• Selected text:
==========
Li, Z. et al. Reciprocal changes of Foxp3 expression in blood and intestinal mucosa in IBD patients responding to infliximab. Inflamm. Bowel Dis. 16, 1299-1310

Laboratory of Experimental Immunology, Catholic University of Leuven, Leuven, Belgium.
Inflammatory Bowel Diseases (Impact Factor: 4.46). 08/2010; 16(8):1299-310. DOI: 10.1002/ibd.21229
Source: PubMed


Immune therapies may act in inflammatory bowel diseases (IBD) by modulating regulatory T cells (Tregs). Therefore, we investigated the effect of infliximab (IFX) therapy on Forkhead box protein3 (Foxp3) T cells in blood and intestinal mucosa from Crohn's disease (CD) and ulcerative colitis (UC).
Forty patients with active IBD (23 CD / 17 UC) were treated with IFX 5 mg/kg intravenously at weeks 0, 2, 6, and each 8 weeks thereafter. Blood samples were obtained before every infusion and T-lymphocyte subsets were characterized by flow cytometry. Foxp3 expression in intestinal biopsies from 43 patients with active IBD (19 CD / 24 UC) before and after IFX infusion and from 6 controls were assessed by quantitative reverse-transcription polymerase chain reaction and immunohistochemistry. Plasma C-reactive protein (CRP), clinical response, and endoscopic healing data were collected in parallel.
==========
• Work order A:
Answer these questions about the abstract on infliximab and Foxp3:
(i) Which laboratory and university are listed?
(ii) How many patients with active IBD were treated with IFX, and how many of them had Crohn's disease?
(iii) At which weeks was IFX given before the every-8-weeks schedule began?
• Work order B:
Can you extend the abstract on infliximab and Foxp3 past its final sentence?

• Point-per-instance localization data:
==========
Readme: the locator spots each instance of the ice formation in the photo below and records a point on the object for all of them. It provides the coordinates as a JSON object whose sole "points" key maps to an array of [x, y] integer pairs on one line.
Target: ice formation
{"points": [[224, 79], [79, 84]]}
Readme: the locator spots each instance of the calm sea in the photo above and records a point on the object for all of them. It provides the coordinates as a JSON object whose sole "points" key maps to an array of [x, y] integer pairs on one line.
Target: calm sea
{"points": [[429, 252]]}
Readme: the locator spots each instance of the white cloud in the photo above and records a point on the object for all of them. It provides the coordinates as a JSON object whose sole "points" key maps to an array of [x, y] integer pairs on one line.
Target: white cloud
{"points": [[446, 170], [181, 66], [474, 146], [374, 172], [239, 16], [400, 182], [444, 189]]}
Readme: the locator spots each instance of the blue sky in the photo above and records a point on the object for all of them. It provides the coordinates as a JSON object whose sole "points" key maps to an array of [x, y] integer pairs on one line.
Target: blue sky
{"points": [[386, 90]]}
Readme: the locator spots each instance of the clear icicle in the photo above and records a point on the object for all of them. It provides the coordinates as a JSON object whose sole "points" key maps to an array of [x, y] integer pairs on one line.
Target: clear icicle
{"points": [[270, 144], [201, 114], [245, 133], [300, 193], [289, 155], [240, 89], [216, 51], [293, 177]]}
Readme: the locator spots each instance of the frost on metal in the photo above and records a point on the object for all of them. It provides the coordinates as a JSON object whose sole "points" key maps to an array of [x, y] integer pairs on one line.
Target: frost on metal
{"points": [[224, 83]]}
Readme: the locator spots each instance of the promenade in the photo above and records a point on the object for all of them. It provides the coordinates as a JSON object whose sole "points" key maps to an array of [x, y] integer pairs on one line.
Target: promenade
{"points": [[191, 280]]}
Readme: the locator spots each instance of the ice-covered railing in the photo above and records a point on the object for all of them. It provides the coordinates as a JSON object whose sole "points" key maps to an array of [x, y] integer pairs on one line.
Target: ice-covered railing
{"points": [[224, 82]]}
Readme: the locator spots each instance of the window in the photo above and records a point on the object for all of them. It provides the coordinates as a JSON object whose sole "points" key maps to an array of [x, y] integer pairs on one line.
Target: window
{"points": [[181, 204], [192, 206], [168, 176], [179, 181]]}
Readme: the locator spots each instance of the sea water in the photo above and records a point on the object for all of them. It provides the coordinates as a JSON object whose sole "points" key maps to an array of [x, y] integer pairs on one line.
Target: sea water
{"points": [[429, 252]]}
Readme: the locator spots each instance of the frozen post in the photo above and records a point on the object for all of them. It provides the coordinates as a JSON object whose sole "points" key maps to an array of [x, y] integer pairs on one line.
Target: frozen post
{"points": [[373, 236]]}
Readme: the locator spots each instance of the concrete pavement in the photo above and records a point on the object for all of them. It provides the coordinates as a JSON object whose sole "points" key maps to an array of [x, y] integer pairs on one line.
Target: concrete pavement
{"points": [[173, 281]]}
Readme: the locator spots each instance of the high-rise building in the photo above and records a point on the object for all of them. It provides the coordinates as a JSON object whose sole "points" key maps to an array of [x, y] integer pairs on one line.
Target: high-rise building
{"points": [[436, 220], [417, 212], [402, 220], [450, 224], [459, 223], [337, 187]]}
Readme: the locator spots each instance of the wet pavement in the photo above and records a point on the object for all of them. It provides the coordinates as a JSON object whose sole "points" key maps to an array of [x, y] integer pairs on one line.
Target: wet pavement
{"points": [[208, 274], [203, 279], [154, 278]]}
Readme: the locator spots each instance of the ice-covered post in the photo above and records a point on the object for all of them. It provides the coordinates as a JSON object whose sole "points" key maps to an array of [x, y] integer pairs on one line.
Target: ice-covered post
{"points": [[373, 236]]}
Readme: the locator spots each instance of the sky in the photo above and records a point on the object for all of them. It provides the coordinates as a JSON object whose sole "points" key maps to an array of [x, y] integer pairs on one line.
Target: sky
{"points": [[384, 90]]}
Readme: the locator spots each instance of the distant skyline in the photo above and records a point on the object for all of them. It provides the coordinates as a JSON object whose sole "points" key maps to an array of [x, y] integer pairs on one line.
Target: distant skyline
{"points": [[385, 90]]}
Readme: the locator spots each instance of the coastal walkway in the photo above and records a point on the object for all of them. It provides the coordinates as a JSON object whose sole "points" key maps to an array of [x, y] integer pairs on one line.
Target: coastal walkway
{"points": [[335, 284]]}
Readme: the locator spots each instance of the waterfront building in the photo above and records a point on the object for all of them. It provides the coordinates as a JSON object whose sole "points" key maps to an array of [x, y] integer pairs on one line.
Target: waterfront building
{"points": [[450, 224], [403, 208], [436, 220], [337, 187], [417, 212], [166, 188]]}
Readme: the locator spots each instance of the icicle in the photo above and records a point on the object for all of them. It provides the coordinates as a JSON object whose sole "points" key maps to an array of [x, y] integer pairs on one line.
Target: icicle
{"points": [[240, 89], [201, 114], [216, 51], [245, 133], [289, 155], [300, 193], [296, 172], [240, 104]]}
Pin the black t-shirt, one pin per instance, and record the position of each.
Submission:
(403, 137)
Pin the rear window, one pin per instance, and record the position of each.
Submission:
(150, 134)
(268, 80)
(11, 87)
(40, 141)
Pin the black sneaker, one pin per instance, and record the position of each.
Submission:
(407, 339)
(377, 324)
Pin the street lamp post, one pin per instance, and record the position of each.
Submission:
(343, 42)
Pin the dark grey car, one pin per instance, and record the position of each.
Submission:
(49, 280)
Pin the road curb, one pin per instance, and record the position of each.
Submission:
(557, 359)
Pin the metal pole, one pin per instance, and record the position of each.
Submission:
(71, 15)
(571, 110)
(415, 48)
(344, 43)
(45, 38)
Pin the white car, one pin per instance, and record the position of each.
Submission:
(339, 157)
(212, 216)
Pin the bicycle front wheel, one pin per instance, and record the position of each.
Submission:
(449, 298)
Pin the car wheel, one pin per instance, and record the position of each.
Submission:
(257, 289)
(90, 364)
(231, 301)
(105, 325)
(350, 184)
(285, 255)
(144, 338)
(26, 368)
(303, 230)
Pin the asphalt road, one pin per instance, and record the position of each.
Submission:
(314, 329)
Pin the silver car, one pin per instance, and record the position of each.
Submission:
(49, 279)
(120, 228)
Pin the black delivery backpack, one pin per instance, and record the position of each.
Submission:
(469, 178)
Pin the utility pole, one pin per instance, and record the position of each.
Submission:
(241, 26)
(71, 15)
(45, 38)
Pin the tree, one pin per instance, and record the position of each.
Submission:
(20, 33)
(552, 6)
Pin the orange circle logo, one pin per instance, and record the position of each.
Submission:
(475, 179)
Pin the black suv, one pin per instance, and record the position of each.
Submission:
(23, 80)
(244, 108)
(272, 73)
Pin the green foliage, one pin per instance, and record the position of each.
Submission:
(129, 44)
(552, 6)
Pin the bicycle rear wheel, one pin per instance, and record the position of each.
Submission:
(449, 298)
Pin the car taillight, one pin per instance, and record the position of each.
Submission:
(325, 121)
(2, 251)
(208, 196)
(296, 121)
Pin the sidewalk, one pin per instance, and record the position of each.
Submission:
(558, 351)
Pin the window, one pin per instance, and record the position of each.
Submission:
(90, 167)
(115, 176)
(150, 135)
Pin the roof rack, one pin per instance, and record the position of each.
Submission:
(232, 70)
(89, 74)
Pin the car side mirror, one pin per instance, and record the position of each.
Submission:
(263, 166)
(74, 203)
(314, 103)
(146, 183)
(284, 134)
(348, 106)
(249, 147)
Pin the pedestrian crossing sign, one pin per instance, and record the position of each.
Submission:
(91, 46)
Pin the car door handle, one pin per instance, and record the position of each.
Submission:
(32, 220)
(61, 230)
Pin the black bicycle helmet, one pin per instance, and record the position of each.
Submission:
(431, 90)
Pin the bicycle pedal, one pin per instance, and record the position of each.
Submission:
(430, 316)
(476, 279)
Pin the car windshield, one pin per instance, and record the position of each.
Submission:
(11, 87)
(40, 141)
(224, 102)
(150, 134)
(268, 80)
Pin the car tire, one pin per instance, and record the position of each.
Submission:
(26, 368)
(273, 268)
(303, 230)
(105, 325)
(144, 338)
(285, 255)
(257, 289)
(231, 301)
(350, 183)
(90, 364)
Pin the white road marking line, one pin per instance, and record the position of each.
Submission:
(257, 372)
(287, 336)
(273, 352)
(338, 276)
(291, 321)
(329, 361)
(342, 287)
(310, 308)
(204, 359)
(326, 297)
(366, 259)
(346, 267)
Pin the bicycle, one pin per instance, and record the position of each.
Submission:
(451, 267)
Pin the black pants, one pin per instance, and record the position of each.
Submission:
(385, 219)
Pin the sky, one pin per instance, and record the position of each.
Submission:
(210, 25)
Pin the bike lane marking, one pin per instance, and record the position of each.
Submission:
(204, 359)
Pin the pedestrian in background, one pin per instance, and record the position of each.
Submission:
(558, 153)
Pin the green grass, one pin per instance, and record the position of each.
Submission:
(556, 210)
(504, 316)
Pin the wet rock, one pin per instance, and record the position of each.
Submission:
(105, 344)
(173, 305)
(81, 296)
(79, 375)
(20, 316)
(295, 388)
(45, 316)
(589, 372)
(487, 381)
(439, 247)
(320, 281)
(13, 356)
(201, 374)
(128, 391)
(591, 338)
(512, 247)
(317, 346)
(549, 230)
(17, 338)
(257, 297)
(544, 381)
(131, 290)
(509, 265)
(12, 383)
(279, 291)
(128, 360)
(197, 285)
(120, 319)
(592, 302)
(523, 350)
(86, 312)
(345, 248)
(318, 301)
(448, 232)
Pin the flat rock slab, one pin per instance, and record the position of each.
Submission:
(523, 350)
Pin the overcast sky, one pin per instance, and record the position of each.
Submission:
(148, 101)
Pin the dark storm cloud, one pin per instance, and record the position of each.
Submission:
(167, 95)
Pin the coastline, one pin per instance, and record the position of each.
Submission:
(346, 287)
==========
• Response area A:
(i) The Laboratory of Experimental Immunology at the Catholic University of Leuven.
(ii) Forty patients were treated, and 23 of them had Crohn's disease.
(iii) At weeks 0, 2, and 6.

• Response area B:
IFX therapy resulted in a significant and sustained relative increase of CD4(+)CD25(+)Foxp3(+) Treg and of CD4(+)CD25(-)Foxp3(+) Treg cells in peripheral blood (both P < 0.0001 compared to baseline), particularly in responders (both P < 0.05 compared to nonresponders). The change in CRP over time inversely correlated with the increase of CD25(+)Foxp3(+) cells (P < 0.001, r = -0.39) and durable clinical response was associated with a sustained increase of circulating Foxp3(+) cells. Surprisingly, IFX therapy downregulated mucosal mRNA and protein expression of Foxp3 in UC and CD responders (both P < 0.001) but not in nonresponders.
IFX therapy has opposite effects in Foxp3(+) Treg cells in blood and gut mucosa, which suggests a redistribution of this important T-cell subset.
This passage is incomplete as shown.